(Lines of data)
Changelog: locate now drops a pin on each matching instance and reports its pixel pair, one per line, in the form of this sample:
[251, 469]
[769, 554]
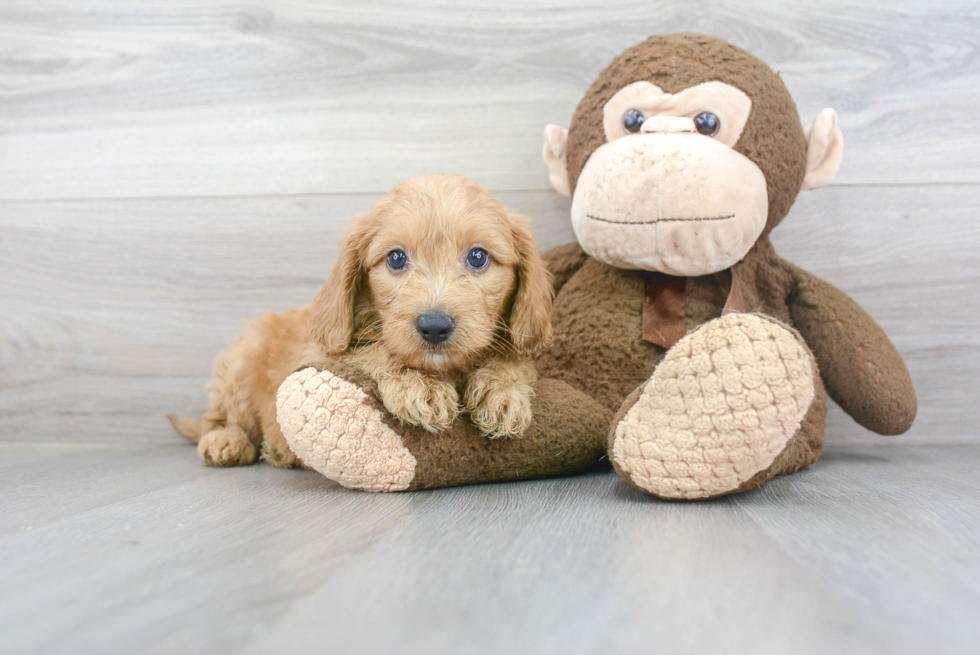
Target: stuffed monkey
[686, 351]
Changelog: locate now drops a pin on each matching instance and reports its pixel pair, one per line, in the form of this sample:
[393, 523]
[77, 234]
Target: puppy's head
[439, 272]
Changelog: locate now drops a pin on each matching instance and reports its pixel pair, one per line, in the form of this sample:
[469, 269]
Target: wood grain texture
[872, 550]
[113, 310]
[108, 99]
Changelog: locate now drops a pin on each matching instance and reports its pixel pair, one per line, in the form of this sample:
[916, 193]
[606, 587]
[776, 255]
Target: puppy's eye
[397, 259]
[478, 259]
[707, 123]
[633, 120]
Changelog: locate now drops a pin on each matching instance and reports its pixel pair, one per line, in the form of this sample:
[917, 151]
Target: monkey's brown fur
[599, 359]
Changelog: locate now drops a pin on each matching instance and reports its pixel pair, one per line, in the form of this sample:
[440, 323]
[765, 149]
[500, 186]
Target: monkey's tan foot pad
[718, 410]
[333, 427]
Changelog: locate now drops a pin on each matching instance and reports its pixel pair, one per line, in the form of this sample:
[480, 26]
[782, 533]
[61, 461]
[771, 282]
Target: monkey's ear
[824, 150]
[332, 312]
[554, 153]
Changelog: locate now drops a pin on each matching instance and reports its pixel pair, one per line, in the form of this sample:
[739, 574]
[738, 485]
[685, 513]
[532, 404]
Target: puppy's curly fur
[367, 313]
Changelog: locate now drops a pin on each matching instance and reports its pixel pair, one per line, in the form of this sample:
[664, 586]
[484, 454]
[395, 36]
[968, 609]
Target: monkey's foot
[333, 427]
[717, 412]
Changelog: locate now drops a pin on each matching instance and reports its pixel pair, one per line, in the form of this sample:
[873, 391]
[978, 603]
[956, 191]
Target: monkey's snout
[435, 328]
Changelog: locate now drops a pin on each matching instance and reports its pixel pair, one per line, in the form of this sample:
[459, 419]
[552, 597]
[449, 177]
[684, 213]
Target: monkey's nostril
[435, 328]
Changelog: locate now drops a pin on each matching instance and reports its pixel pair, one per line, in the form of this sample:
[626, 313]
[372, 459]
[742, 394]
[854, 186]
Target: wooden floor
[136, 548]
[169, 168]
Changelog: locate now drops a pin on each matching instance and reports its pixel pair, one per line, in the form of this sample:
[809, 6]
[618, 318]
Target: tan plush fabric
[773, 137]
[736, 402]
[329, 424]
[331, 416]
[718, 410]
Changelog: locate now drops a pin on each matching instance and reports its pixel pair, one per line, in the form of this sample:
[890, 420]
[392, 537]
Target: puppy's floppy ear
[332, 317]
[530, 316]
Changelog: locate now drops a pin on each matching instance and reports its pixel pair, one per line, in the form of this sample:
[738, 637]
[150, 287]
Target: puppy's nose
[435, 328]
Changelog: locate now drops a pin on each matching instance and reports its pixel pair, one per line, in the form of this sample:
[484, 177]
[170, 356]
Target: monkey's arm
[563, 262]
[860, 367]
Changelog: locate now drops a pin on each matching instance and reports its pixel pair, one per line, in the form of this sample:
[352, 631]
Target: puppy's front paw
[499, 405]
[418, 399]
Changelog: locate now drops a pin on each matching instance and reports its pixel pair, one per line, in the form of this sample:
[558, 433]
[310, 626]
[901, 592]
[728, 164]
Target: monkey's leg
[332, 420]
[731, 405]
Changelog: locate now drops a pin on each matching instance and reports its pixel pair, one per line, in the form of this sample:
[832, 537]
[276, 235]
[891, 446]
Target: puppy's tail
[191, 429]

(Objective)
Leave out the pictures and transcribe everything else exactly.

(Finished task)
Changelog: locate now drops a pin on each matching instance and reports its pixel pair, one per line, in the form of this sample:
[251, 469]
[769, 554]
Target: stuffed monkey
[686, 351]
Changelog: locate now drops a pin on each matching instance and reports its pixel pair, one per line, in the form of this sample:
[393, 523]
[77, 234]
Target: puppy's head
[439, 272]
Changelog: locate now drops a pin on each matching instance and reports its pixel pair, one per line, in the form of this sample:
[469, 269]
Target: wood grain texture
[872, 550]
[113, 310]
[108, 99]
Changelog: locate now drops a pin on each matching instance and reports its pixel pair, one per line, in the form of this sample:
[916, 193]
[606, 587]
[776, 255]
Target: puppy's eye
[397, 259]
[478, 259]
[707, 123]
[633, 120]
Changelog: locate now drops a pin on each matching instance and reports its pixel pair, one per line, in the form of this sample:
[917, 151]
Target: monkey's brown fur
[599, 359]
Changelog: locate now drops a pin on each matching instance and reports its pixel pair, one per line, in the form of this sample:
[440, 323]
[765, 149]
[500, 186]
Target: monkey's tan foot pad
[718, 410]
[333, 427]
Changelog: locate now drops a pin on each matching instance and reports its pixel pair, one per line, in the form of this sample:
[480, 26]
[782, 533]
[61, 461]
[771, 282]
Target: monkey's ear
[824, 150]
[332, 312]
[554, 153]
Changelog: locate now drops a pin on each matching instance and reports its pixel pair, one per line, in the form of this sample:
[739, 574]
[738, 485]
[685, 513]
[532, 404]
Target: puppy's curly fur
[367, 313]
Changelog: locate now drops a pin on each matching instance and reports its pixel pair, one per line, in the form of this sample:
[664, 586]
[484, 454]
[395, 36]
[968, 609]
Target: monkey's foot
[333, 427]
[717, 412]
Changelog: locate now drops a pin on each matching instance and reports its pixel pair, one per line, in the form of this sample:
[873, 391]
[978, 603]
[956, 191]
Target: monkey's snout
[435, 328]
Changelog: locate now drops a pin on each matching instance and reports its pixel pair, one per line, in the form of this sample:
[459, 419]
[552, 597]
[449, 177]
[684, 213]
Target: monkey's nostril
[435, 328]
Changelog: locate now drops a pin on each matching instance and reports its pixel pair, one per line, in the form of this sample:
[626, 313]
[372, 459]
[742, 394]
[854, 186]
Target: wooden floor
[136, 548]
[169, 168]
Changelog: locate now drops a pin on each matching instance and reports its pixel pair, one per line, in the form of this sample:
[809, 6]
[618, 318]
Target: tan plush fabric
[773, 137]
[736, 402]
[329, 424]
[331, 416]
[718, 410]
Changelog: locate now drops a pin on each matching instance and reports its pixel pair, one per line, in the form of this sample:
[890, 420]
[392, 537]
Target: puppy's floppy ear
[332, 317]
[530, 316]
Changelog: locate now drops a pin on each matching instance and reports its pixel pair, one per line, in the form of this sample:
[738, 637]
[150, 287]
Target: puppy's nose
[435, 328]
Changelog: locate now drops a pin on each matching instance and reports its pixel pair, one per line, in the form of this sample:
[484, 177]
[170, 356]
Target: monkey's arm
[563, 262]
[860, 367]
Changelog: locate now drops a pin on each matching instance and reports its pixel pair, one per line, in the form of this sample:
[352, 631]
Target: puppy's front paw
[499, 405]
[418, 399]
Changelog: locate now drops a pin on each matching instance and reports its pixel pair, one per line, in the form of this sample:
[558, 433]
[310, 626]
[901, 592]
[728, 164]
Target: monkey's leg
[332, 420]
[731, 405]
Changelog: locate now drops a pin on each matching instance and reports its pixel pair, one per line, in the form of this sample:
[832, 537]
[276, 235]
[891, 446]
Target: puppy's tail
[191, 429]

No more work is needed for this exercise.